:: INFORMATION GIVEN ::

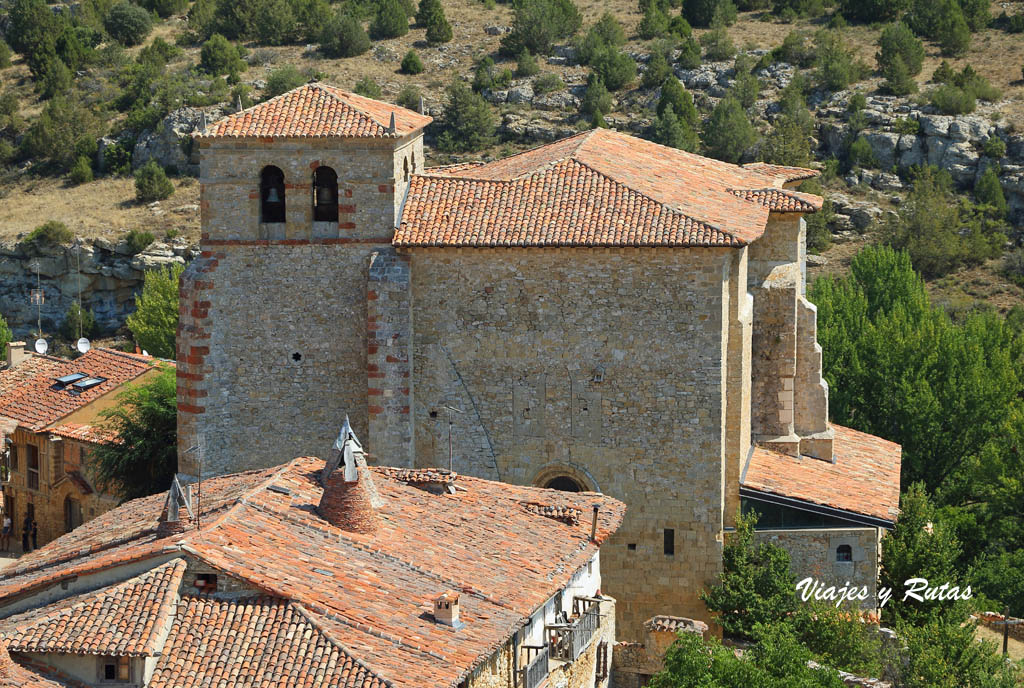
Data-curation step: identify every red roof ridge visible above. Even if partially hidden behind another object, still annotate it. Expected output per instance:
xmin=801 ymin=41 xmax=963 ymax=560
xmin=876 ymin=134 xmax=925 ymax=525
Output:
xmin=729 ymin=187 xmax=824 ymax=213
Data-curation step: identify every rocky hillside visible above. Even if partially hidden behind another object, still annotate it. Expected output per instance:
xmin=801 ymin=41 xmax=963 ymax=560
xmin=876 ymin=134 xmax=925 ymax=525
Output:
xmin=1 ymin=0 xmax=1024 ymax=337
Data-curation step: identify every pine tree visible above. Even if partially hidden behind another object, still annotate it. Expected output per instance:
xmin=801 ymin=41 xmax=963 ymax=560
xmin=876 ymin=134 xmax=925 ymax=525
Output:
xmin=703 ymin=97 xmax=757 ymax=163
xmin=371 ymin=0 xmax=410 ymax=39
xmin=321 ymin=11 xmax=371 ymax=57
xmin=126 ymin=263 xmax=184 ymax=359
xmin=975 ymin=166 xmax=1007 ymax=218
xmin=652 ymin=104 xmax=698 ymax=151
xmin=580 ymin=72 xmax=612 ymax=118
xmin=415 ymin=0 xmax=441 ymax=26
xmin=424 ymin=7 xmax=452 ymax=44
xmin=437 ymin=79 xmax=496 ymax=152
xmin=400 ymin=49 xmax=424 ymax=74
xmin=656 ymin=77 xmax=697 ymax=128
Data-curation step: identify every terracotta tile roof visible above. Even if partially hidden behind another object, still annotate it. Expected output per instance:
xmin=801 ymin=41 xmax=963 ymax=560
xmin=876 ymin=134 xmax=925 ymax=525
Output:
xmin=375 ymin=466 xmax=457 ymax=485
xmin=741 ymin=162 xmax=821 ymax=183
xmin=0 ymin=459 xmax=625 ymax=688
xmin=397 ymin=129 xmax=817 ymax=248
xmin=2 ymin=559 xmax=185 ymax=656
xmin=742 ymin=424 xmax=902 ymax=522
xmin=149 ymin=596 xmax=386 ymax=688
xmin=0 ymin=349 xmax=160 ymax=432
xmin=643 ymin=615 xmax=709 ymax=634
xmin=0 ymin=646 xmax=82 ymax=688
xmin=199 ymin=83 xmax=432 ymax=139
xmin=522 ymin=502 xmax=582 ymax=526
xmin=730 ymin=187 xmax=823 ymax=213
xmin=0 ymin=356 xmax=63 ymax=396
xmin=48 ymin=423 xmax=116 ymax=444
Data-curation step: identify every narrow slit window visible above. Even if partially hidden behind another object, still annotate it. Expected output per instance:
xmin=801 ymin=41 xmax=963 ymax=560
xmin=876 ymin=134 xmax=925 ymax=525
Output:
xmin=663 ymin=528 xmax=675 ymax=556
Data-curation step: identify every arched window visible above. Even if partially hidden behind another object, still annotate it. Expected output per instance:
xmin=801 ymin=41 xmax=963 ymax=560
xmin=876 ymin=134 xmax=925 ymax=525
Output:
xmin=545 ymin=476 xmax=583 ymax=492
xmin=312 ymin=166 xmax=338 ymax=222
xmin=836 ymin=544 xmax=853 ymax=562
xmin=260 ymin=166 xmax=286 ymax=223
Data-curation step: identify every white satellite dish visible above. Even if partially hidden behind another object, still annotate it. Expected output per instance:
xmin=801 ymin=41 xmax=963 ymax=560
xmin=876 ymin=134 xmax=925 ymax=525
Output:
xmin=142 ymin=350 xmax=149 ymax=357
xmin=76 ymin=337 xmax=91 ymax=354
xmin=34 ymin=338 xmax=48 ymax=355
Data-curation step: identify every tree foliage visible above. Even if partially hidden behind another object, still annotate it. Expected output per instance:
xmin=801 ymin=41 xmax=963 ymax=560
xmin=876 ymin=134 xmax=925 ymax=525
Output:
xmin=126 ymin=263 xmax=184 ymax=359
xmin=320 ymin=11 xmax=371 ymax=57
xmin=200 ymin=33 xmax=247 ymax=76
xmin=370 ymin=0 xmax=410 ymax=39
xmin=135 ymin=160 xmax=175 ymax=202
xmin=437 ymin=79 xmax=496 ymax=153
xmin=91 ymin=366 xmax=178 ymax=502
xmin=0 ymin=313 xmax=11 ymax=353
xmin=500 ymin=0 xmax=582 ymax=56
xmin=700 ymin=511 xmax=796 ymax=639
xmin=702 ymin=97 xmax=757 ymax=163
xmin=105 ymin=2 xmax=154 ymax=46
xmin=974 ymin=165 xmax=1007 ymax=218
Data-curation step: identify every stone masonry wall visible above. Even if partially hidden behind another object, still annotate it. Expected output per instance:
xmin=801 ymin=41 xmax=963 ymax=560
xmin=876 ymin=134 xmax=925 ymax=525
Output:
xmin=408 ymin=247 xmax=736 ymax=640
xmin=755 ymin=528 xmax=880 ymax=611
xmin=179 ymin=135 xmax=413 ymax=478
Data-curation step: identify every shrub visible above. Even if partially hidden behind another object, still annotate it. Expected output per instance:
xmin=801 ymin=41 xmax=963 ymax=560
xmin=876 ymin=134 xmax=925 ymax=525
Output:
xmin=134 ymin=160 xmax=174 ymax=202
xmin=591 ymin=48 xmax=636 ymax=91
xmin=877 ymin=23 xmax=924 ymax=78
xmin=958 ymin=0 xmax=989 ymax=32
xmin=931 ymin=59 xmax=956 ymax=83
xmin=846 ymin=136 xmax=876 ymax=169
xmin=838 ymin=0 xmax=906 ymax=22
xmin=703 ymin=97 xmax=757 ymax=163
xmin=320 ymin=11 xmax=371 ymax=57
xmin=580 ymin=72 xmax=611 ymax=118
xmin=882 ymin=56 xmax=917 ymax=95
xmin=935 ymin=1 xmax=971 ymax=56
xmin=929 ymin=83 xmax=975 ymax=114
xmin=638 ymin=5 xmax=670 ymax=39
xmin=894 ymin=117 xmax=919 ymax=134
xmin=773 ymin=0 xmax=823 ymax=18
xmin=0 ymin=41 xmax=10 ymax=68
xmin=657 ymin=76 xmax=698 ymax=125
xmin=415 ymin=0 xmax=440 ymax=25
xmin=700 ymin=25 xmax=735 ymax=61
xmin=762 ymin=108 xmax=813 ymax=167
xmin=772 ymin=30 xmax=815 ymax=68
xmin=371 ymin=0 xmax=410 ymax=39
xmin=20 ymin=96 xmax=101 ymax=173
xmin=983 ymin=136 xmax=1006 ymax=159
xmin=500 ymin=0 xmax=582 ymax=56
xmin=954 ymin=64 xmax=1001 ymax=101
xmin=24 ymin=220 xmax=74 ymax=247
xmin=787 ymin=604 xmax=883 ymax=676
xmin=815 ymin=29 xmax=864 ymax=91
xmin=846 ymin=91 xmax=866 ymax=113
xmin=264 ymin=65 xmax=306 ymax=98
xmin=104 ymin=1 xmax=153 ymax=46
xmin=575 ymin=12 xmax=625 ymax=65
xmin=69 ymin=156 xmax=94 ymax=184
xmin=437 ymin=79 xmax=496 ymax=152
xmin=396 ymin=84 xmax=422 ymax=110
xmin=684 ymin=0 xmax=735 ymax=27
xmin=533 ymin=71 xmax=564 ymax=94
xmin=141 ymin=0 xmax=188 ymax=18
xmin=473 ymin=57 xmax=514 ymax=91
xmin=731 ymin=55 xmax=761 ymax=108
xmin=354 ymin=76 xmax=382 ymax=98
xmin=515 ymin=50 xmax=540 ymax=77
xmin=39 ymin=58 xmax=72 ymax=99
xmin=676 ymin=36 xmax=701 ymax=69
xmin=400 ymin=49 xmax=424 ymax=74
xmin=642 ymin=50 xmax=672 ymax=89
xmin=975 ymin=166 xmax=1007 ymax=217
xmin=60 ymin=303 xmax=97 ymax=341
xmin=200 ymin=33 xmax=246 ymax=76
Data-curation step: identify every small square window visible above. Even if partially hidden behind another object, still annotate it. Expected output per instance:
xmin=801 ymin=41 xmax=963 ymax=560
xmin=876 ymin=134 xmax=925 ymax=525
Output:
xmin=195 ymin=573 xmax=218 ymax=592
xmin=627 ymin=543 xmax=637 ymax=551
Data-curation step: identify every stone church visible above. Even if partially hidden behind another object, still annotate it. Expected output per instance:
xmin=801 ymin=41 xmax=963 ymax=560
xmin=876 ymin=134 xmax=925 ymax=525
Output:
xmin=177 ymin=83 xmax=902 ymax=639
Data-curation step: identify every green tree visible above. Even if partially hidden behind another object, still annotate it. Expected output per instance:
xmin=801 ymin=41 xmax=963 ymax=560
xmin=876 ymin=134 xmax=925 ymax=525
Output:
xmin=641 ymin=50 xmax=671 ymax=89
xmin=894 ymin=617 xmax=1020 ymax=688
xmin=69 ymin=156 xmax=94 ymax=185
xmin=877 ymin=23 xmax=925 ymax=77
xmin=515 ymin=49 xmax=540 ymax=77
xmin=127 ymin=263 xmax=184 ymax=359
xmin=400 ymin=49 xmax=424 ymax=74
xmin=971 ymin=549 xmax=1024 ymax=617
xmin=652 ymin=104 xmax=698 ymax=151
xmin=815 ymin=29 xmax=863 ymax=91
xmin=200 ymin=34 xmax=246 ymax=76
xmin=730 ymin=55 xmax=761 ymax=108
xmin=396 ymin=84 xmax=422 ymax=110
xmin=91 ymin=366 xmax=177 ymax=502
xmin=656 ymin=76 xmax=698 ymax=126
xmin=700 ymin=511 xmax=796 ymax=639
xmin=264 ymin=65 xmax=306 ymax=98
xmin=371 ymin=0 xmax=410 ymax=39
xmin=936 ymin=2 xmax=971 ymax=56
xmin=975 ymin=165 xmax=1007 ymax=218
xmin=0 ymin=40 xmax=11 ymax=68
xmin=135 ymin=160 xmax=175 ymax=202
xmin=580 ymin=72 xmax=612 ymax=118
xmin=60 ymin=302 xmax=97 ymax=341
xmin=703 ymin=97 xmax=757 ymax=163
xmin=676 ymin=36 xmax=701 ymax=69
xmin=787 ymin=604 xmax=883 ymax=676
xmin=354 ymin=76 xmax=382 ymax=98
xmin=684 ymin=0 xmax=734 ymax=27
xmin=436 ymin=79 xmax=496 ymax=153
xmin=104 ymin=1 xmax=153 ymax=46
xmin=838 ymin=0 xmax=906 ymax=22
xmin=0 ymin=314 xmax=10 ymax=355
xmin=500 ymin=0 xmax=582 ymax=56
xmin=638 ymin=4 xmax=669 ymax=39
xmin=415 ymin=0 xmax=441 ymax=26
xmin=761 ymin=82 xmax=814 ymax=167
xmin=419 ymin=0 xmax=452 ymax=43
xmin=20 ymin=96 xmax=102 ymax=173
xmin=141 ymin=0 xmax=189 ymax=18
xmin=320 ymin=11 xmax=371 ymax=58
xmin=773 ymin=0 xmax=823 ymax=18
xmin=576 ymin=12 xmax=625 ymax=65
xmin=700 ymin=23 xmax=735 ymax=61
xmin=23 ymin=220 xmax=74 ymax=247
xmin=591 ymin=48 xmax=636 ymax=91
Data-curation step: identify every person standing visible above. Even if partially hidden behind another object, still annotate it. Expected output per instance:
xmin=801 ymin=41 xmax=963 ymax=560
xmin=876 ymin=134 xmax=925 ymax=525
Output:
xmin=20 ymin=515 xmax=30 ymax=553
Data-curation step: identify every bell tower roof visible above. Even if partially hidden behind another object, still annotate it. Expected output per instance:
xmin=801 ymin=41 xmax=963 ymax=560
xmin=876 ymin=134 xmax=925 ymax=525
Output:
xmin=196 ymin=82 xmax=432 ymax=140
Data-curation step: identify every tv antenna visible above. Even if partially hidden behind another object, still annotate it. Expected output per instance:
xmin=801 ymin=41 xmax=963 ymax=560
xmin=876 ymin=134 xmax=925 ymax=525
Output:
xmin=29 ymin=259 xmax=46 ymax=354
xmin=74 ymin=244 xmax=90 ymax=354
xmin=442 ymin=405 xmax=462 ymax=472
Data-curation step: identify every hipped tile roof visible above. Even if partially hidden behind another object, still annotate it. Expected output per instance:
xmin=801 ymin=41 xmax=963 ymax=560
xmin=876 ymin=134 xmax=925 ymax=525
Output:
xmin=0 ymin=458 xmax=625 ymax=688
xmin=395 ymin=129 xmax=822 ymax=248
xmin=742 ymin=424 xmax=902 ymax=522
xmin=2 ymin=559 xmax=185 ymax=656
xmin=730 ymin=187 xmax=824 ymax=213
xmin=199 ymin=83 xmax=432 ymax=139
xmin=0 ymin=348 xmax=160 ymax=432
xmin=741 ymin=161 xmax=821 ymax=183
xmin=149 ymin=596 xmax=385 ymax=688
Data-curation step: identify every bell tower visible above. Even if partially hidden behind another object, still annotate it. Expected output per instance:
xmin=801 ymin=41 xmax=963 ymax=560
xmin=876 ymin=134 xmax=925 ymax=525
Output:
xmin=176 ymin=83 xmax=431 ymax=481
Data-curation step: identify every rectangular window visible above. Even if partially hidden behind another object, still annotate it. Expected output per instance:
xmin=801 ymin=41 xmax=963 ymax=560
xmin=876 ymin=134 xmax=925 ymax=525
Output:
xmin=100 ymin=656 xmax=130 ymax=682
xmin=26 ymin=445 xmax=39 ymax=491
xmin=663 ymin=528 xmax=675 ymax=556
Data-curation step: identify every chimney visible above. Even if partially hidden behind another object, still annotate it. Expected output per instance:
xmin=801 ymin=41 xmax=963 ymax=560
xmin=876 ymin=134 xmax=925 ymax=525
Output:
xmin=318 ymin=418 xmax=381 ymax=534
xmin=6 ymin=342 xmax=28 ymax=368
xmin=434 ymin=590 xmax=461 ymax=627
xmin=157 ymin=477 xmax=195 ymax=536
xmin=590 ymin=504 xmax=600 ymax=542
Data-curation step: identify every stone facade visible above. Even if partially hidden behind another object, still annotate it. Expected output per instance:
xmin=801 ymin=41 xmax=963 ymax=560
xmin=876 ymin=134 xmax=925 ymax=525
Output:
xmin=180 ymin=103 xmax=855 ymax=642
xmin=755 ymin=528 xmax=881 ymax=611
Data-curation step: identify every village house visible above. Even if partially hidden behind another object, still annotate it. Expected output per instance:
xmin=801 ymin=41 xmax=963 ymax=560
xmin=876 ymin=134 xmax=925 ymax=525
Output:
xmin=0 ymin=425 xmax=623 ymax=688
xmin=176 ymin=83 xmax=902 ymax=639
xmin=0 ymin=343 xmax=165 ymax=550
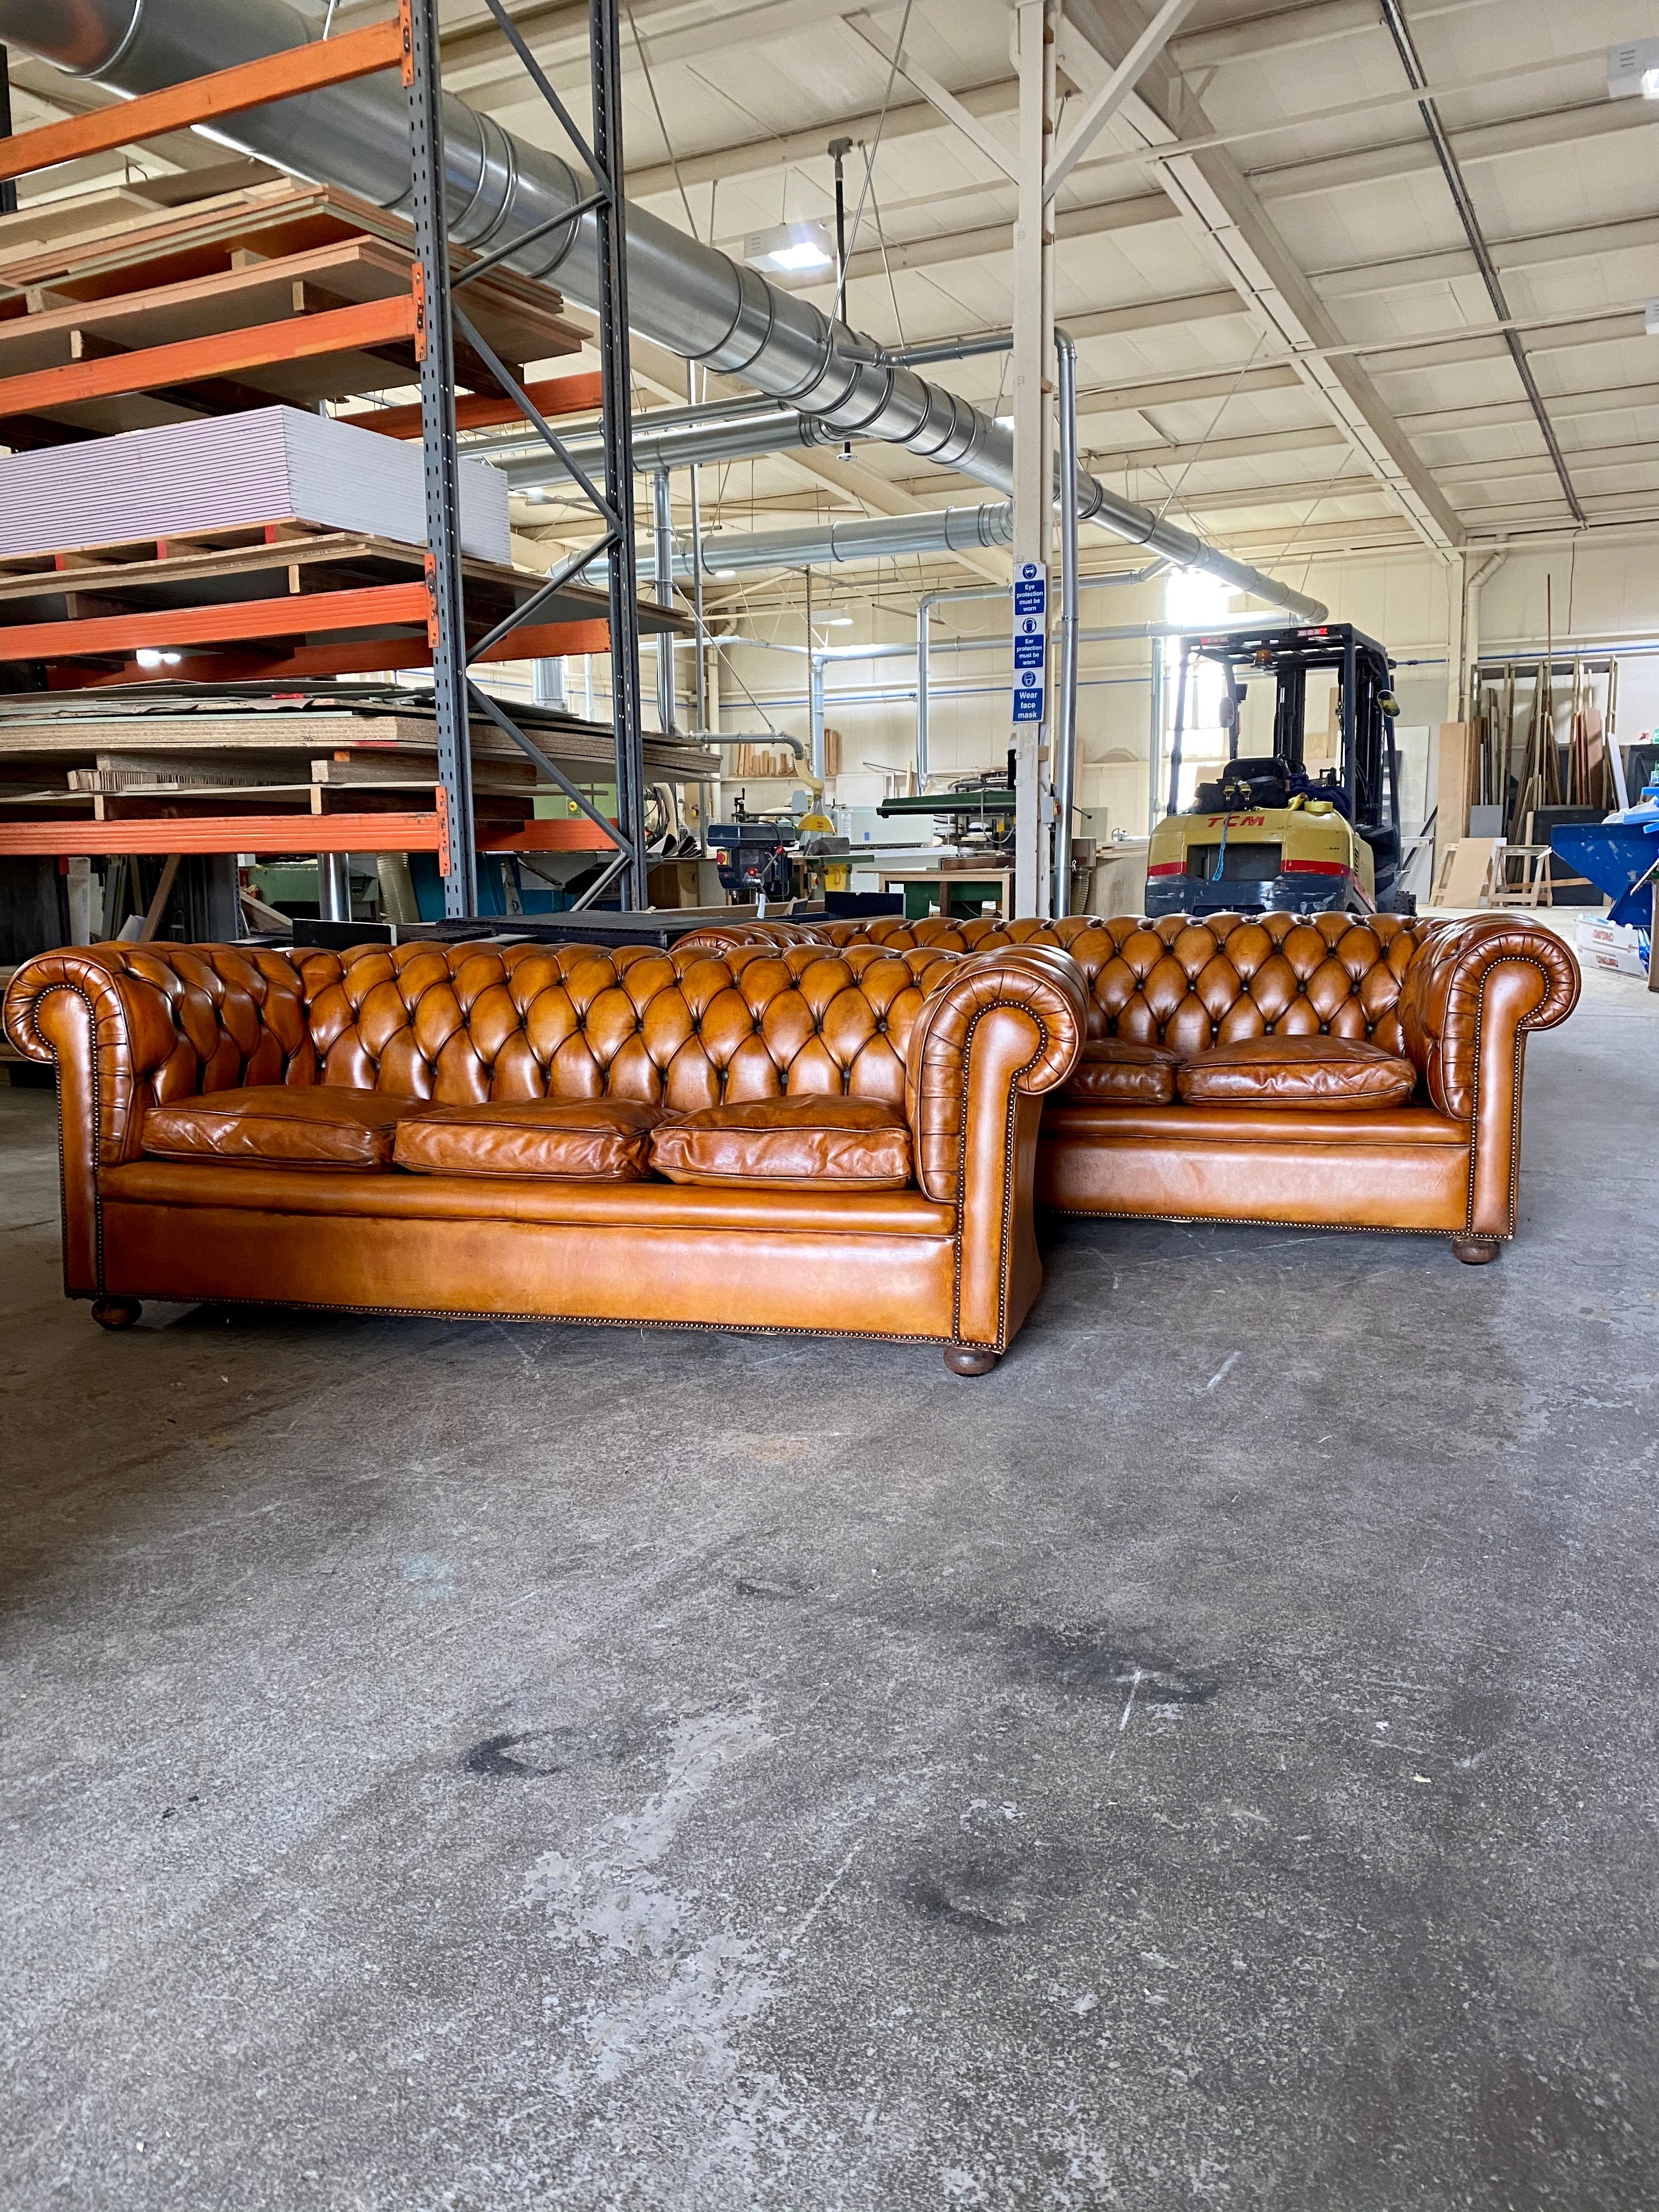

:::

• [TASK]
Set apart and copy each line of the records that holds the word "stone".

• [RESPONSE TO THE TASK]
Data-curation step: identify every stone masonry wall visible above. Even if partially hidden behind another object, still annotate it. Expected output per instance:
Data-curation step: identify every stone church visible above. Even if partially hidden behind another object, still annotate it. Expected output per instance:
Data-curation step: identify every stone facade visible above. Even if partially hidden behind another object, still annotate it. Expected output per instance:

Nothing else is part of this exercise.